Das BAG wird sich am heutigen Dienstag mit der chiffrierten Sprache von Arbeitszeugnissen befassen. Außerdem in der Presseschau: In einem Interview äußert sich eine Staatsanwältin zu der Novellierung des Vergewaltigungsparagrafen, Ex-Arcandor-Chef Middelhoff ist weiterhin in U-Haft, das Kindeswohl wird gesetzlich wohl nicht ausreichend berücksichtigt und ein sehr teures Parkticket.
Thema des Tages
BAG zu Arbeitszeugnis: Eine Arbeitnehmerin ist mit der Formulierung ihres Arbeitszeugnisses unzufrieden, sie vermisst das Wort "stets". Der Arbeitgeber ist der Ansicht, dass dieser Ausdruck eine überdurchschnittliche Leistung signalisieren würde, welche die Betroffene jedoch nicht erbracht hätte. Am heutigen Dienstag wird das Bundesarbeitsgericht sich mit diesem Fall befassen. Es sei selten, dass sich die höchsten Arbeitsrichter mit einem Streit um ein Arbeitszeugnis befassen müssen. Dies liege allerdings nicht daran, dass sich wenige Streitigkeiten um die Arbeitszeugnisse entwickelten, sondern ergebe sich daraus, dass die Parteien sich normalerweise in der ersten Instanz einigten. Von dem Verfahrensbeginn berichtet die SZ (Daniela Kuhr). In dem Artikel kommt auch der Fachanwalt für Arbeitsrecht Günter Huber zu Wort, welcher einen Einblick in die chiffrierte Sprache der Arbeitszeugnisse gibt und erklärt, weshalb es aufgrund dieser Schreiben häufig zu Meinungsverschiedenheiten kommt.

> ZU ERLEDIGEN:
1. Schreiben Sie aus der Presseschau oben alles von „Das BAG wird“ bis hinunter zu „sehr teures Parkticket.“ wortgetreu nieder.
2. Geben Sie jede der nachstehenden Zeilen wieder, in der die Zeichenfolge „tree“ vorkommt.

> ZU VERWENDENDE DATEN:
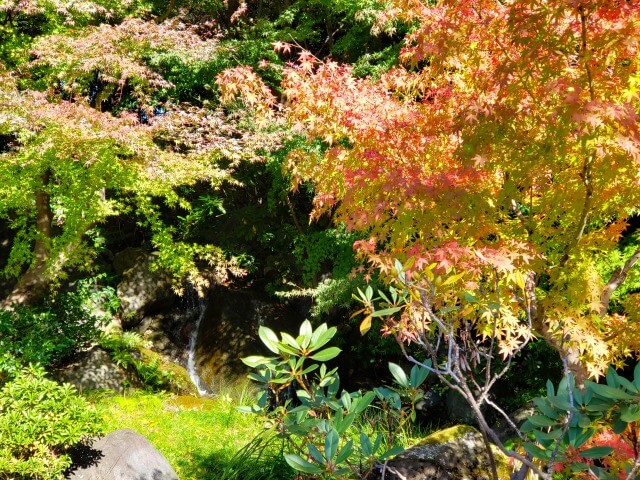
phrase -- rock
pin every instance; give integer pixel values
(459, 411)
(95, 370)
(127, 258)
(456, 453)
(229, 331)
(168, 331)
(143, 291)
(431, 402)
(121, 455)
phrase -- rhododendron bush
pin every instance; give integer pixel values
(498, 163)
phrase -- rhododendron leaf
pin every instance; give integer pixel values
(596, 452)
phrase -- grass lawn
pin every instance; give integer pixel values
(198, 436)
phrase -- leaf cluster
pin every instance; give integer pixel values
(570, 418)
(39, 421)
(318, 423)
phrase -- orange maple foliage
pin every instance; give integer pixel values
(506, 146)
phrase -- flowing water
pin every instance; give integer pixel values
(191, 358)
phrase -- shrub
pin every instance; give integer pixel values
(47, 334)
(39, 421)
(322, 427)
(131, 352)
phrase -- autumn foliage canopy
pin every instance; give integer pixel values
(500, 163)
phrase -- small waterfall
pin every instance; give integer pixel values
(191, 358)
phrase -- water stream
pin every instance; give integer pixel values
(191, 358)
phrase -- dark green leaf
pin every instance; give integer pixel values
(326, 354)
(269, 338)
(345, 452)
(385, 312)
(596, 452)
(331, 444)
(606, 391)
(399, 375)
(298, 463)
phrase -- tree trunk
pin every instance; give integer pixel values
(33, 284)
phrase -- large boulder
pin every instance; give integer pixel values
(456, 453)
(121, 455)
(143, 289)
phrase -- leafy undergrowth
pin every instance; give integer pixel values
(198, 436)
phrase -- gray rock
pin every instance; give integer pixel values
(502, 427)
(459, 411)
(451, 454)
(143, 290)
(95, 370)
(121, 455)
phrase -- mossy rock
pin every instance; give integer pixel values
(177, 378)
(188, 402)
(456, 453)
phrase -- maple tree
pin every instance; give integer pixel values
(67, 166)
(499, 164)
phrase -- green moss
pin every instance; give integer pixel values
(197, 436)
(174, 376)
(450, 434)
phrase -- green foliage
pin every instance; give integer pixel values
(131, 352)
(565, 430)
(321, 434)
(48, 334)
(39, 421)
(198, 436)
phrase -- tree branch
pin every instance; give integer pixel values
(617, 278)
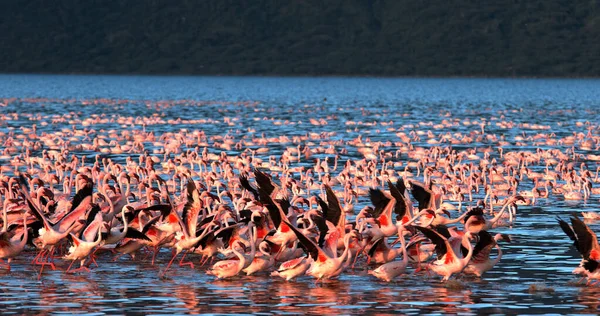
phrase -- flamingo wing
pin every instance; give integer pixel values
(379, 200)
(265, 186)
(484, 246)
(290, 264)
(421, 194)
(136, 234)
(81, 195)
(586, 238)
(191, 209)
(309, 246)
(401, 207)
(246, 185)
(334, 213)
(379, 243)
(441, 243)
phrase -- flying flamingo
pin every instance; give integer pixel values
(12, 247)
(390, 270)
(481, 261)
(449, 257)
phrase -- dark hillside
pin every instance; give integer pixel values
(302, 37)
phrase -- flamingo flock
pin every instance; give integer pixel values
(312, 210)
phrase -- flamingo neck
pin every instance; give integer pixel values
(499, 255)
(466, 259)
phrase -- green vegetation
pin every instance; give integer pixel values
(302, 37)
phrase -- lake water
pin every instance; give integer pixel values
(539, 254)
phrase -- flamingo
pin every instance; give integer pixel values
(230, 268)
(12, 247)
(293, 268)
(323, 266)
(81, 248)
(481, 261)
(586, 243)
(390, 270)
(262, 262)
(449, 257)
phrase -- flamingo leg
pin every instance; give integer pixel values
(154, 253)
(69, 268)
(169, 265)
(181, 263)
(38, 256)
(358, 253)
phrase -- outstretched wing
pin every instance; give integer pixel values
(379, 200)
(421, 194)
(441, 243)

> AUSGEARBEITETE LÖSUNGEN:
1.
Das BAG wird sich am heutigen Dienstag mit der chiffrierten Sprache von Arbeitszeugnissen befassen. Außerdem in der Presseschau: In einem Interview äußert sich eine Staatsanwältin zu der Novellierung des Vergewaltigungsparagrafen, Ex-Arcandor-Chef Middelhoff ist weiterhin in U-Haft, das Kindeswohl wird gesetzlich wohl nicht ausreichend berücksichtigt und ein sehr teures Parkticket.

2.
phrase -- tree trunk
phrase -- maple tree
phrase -- tree branch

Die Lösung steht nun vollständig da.